• **SET PROBLEM**
Copy every item below line for line, changing nothing.

## Begin INPUT DATA

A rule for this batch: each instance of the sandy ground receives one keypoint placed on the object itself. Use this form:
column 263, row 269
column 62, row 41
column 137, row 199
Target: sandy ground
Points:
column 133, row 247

## End INPUT DATA

• **SOLUTION TO THIS TASK**
A rule for this batch: each instance of the sandy ground receives one keypoint placed on the object itself. Use this form:
column 263, row 269
column 62, row 41
column 137, row 199
Target: sandy ground
Points:
column 133, row 247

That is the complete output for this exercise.